Jetzt ist alles neu und besser und hört auf den Namen “NAT networking”. Noch immer nicht ganz so problemlos und elegant integriert wie bei V-RPC, aber deutlich einfacher als vorher. Aber ein wichtiger Hinweis: man sollte nicht “wie gewohnt” das RISC OS-Netzwerk konfigurieren (wie ich es zunächst erfolglos versucht habe), da es sich tatsächlich um echte NAT handelt – intern bekommt das emulierte RISC OS also eine eigene IP-Adresse, die immer 10.10.10.10 ist, und RPCEmu faked drumrum einen Router (10.10.10.2) und einen DNS-Server (10.10.10.3) dazu, und die Host-Maschine bekommt im Prinzip nichts davon mit. Also unbedingt die (sehr gute) Anleitung lesen. Hat man ein RISC OS, das DHCP unterstützt (also RISC OS 4.29 aka “Select 1” aufwärts), ist es wirklich sehr einfach.

Wichtige Einschränkungen: ping funktioniert nicht, ShareFS funktioniert nicht (weil nicht auf routebarem IP basierend), und die RISC OS-Maschine ist von außerhalb z.B. als Server nicht ansprechbar, weil kein Port-Forwarding implementiert ist. Die Abwesenheit von ShareFS ist natürlich bitter, weil oft die mit Abstand einfachste Möglichkeit, zwischen RISC OS-Rechnern Dateien zu sharen. Aber es braucht ja noch Luft für die 0.9.3.

BEREITGESTELLTE ANGABEN:
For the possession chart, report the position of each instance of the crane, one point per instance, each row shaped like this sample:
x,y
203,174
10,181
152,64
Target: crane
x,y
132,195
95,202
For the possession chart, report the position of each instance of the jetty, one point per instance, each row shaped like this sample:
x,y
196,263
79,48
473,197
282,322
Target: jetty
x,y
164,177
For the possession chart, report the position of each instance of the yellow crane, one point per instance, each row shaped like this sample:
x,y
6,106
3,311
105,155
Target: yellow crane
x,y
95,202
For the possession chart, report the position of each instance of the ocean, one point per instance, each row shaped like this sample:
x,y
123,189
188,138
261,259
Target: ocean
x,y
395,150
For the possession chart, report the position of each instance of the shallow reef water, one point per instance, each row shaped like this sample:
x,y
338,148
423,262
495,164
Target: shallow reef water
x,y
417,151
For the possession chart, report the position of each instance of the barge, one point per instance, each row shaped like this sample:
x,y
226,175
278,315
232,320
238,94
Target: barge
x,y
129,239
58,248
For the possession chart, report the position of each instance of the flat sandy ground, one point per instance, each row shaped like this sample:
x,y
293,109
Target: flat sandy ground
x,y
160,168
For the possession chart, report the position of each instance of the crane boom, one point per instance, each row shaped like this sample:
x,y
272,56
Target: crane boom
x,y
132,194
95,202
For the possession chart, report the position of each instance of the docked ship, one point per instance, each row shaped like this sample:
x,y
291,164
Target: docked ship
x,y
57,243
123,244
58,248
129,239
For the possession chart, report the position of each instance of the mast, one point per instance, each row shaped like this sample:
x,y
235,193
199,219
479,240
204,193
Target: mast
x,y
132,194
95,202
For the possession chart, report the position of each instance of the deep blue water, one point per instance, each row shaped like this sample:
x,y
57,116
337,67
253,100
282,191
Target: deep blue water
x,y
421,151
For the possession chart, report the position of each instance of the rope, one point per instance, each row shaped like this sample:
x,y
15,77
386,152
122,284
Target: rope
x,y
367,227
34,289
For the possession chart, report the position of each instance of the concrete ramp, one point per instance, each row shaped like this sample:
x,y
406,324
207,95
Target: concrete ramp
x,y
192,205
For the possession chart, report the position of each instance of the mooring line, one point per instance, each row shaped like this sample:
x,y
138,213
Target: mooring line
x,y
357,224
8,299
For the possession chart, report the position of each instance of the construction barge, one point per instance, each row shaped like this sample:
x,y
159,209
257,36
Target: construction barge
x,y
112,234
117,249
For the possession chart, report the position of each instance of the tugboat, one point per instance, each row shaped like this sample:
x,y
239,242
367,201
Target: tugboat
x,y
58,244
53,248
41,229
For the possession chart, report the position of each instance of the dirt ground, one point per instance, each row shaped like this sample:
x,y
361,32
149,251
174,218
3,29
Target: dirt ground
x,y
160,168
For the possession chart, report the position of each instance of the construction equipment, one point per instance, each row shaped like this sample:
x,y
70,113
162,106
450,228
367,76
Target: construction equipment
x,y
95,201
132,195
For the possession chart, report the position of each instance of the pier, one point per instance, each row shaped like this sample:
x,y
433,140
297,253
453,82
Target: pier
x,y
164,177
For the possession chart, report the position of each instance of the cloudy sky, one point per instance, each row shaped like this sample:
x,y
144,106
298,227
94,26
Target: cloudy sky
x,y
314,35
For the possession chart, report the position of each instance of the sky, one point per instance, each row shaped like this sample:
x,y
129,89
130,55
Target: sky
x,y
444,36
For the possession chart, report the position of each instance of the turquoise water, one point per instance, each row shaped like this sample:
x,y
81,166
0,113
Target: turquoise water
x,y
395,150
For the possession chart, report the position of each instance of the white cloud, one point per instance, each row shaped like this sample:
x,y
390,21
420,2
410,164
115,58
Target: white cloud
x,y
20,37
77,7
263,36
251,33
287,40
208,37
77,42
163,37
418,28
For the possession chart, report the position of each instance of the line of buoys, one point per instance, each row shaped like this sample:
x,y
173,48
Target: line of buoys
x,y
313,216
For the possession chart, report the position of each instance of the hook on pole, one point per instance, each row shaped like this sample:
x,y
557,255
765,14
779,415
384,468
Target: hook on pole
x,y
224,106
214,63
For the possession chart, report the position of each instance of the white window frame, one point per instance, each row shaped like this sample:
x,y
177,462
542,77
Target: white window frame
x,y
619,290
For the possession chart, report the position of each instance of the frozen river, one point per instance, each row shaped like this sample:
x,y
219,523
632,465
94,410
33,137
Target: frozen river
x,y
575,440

ZU ERLEDIGEN:
Setzen Sie den Text über das NAT-Networking in RPCEmu im Anschluss an seinen letzten Satz fort. Die Zeilen spielen hierfür keine Rolle.

ERGEBNIS DER ÜBUNG:
Eine kleine Verbesserung wartet im Bereich “Diskettenlaufwerk” – hier kann jetzt neben dem bekannten .adf auch .img, also gewöhnliche DOS-Images, als virtuelles Diskettenlaufwerk gemountet werden.

Ein kleiner Wermutstropfen ist die Tatsache, dass aufgrund der verwendeten neuen Qt-Version nun nur noch Windows ab Version 7 aufwärts offiziell unterstützt wird. Für Retro-Zwecke leicht suboptimal, weil die PCs, die noch eine “echte” Floppy intus haben (und damit Filecore-formatierte Disketten vernünftig ansprechen können), oft unter Windows XP laufen. Aber es gibt ja Alternativen (wenn schon Retro, dann Arculator oder VA5000).

Erste Anzeichen für GCC 8.2.0

Bekanntlich ist die neueste für RISC OS verfügbare GCC-Version die 4.7.4. So alt, so gut. Normalerweise ist das auch kein größeres Problem, RISC OS ist ja eher so retro und verfolgt nicht gerade den Ansatz, alles was nicht bei drei auf den Bäumen ist aus der Linux-Ecke zu portieren. Aufgrund der Unterschiedlichkeit der Ansätze von RISC OS und Linux macht das sowieso nur Ärger und Aufwand (vom Dateisystem bis zu so profanen Dingen wie Forken neuer Prozesse), und das Resultat ist oft auch gerade performancetechnisch unbefriedigend. Aber gerade bei C++ ist die Zeit nicht stehen geblieben, und da wäre ein aktueller Compiler schon von Vorteil. Ganz zu schweigen von neuen hippen Sprachen wie D oder Go, die von neuen GCC-Versionen unterstützt werden.

Ich vermute aufgrund der beteiligten Personen, dass die aktuellen Browser-Projekte (WebKit-Portierung und OWB-WebKit-Portierung) aufgrund der C++-Problematik nun Bemühungen getriggert haben, eine aktuellere GCC-Version an den Start zu bringen. Lee Noar, seines Zeichens Mastermind hinter dem RISC OS-ELF-Support, hat aktuell im riscos.info-GCCSDK-Repo eine ganze Menge Änderungen einfließen lassen, die auf eine baldige Verfügbarkeit von GCC 8.2.0 für unser aller Lieblingsbetriebssystem hoffen lassen. Hier die Details. Wie immer erst die GCCSDK-Version zum Crosscompile, dann hoffentlich auch eine native Version.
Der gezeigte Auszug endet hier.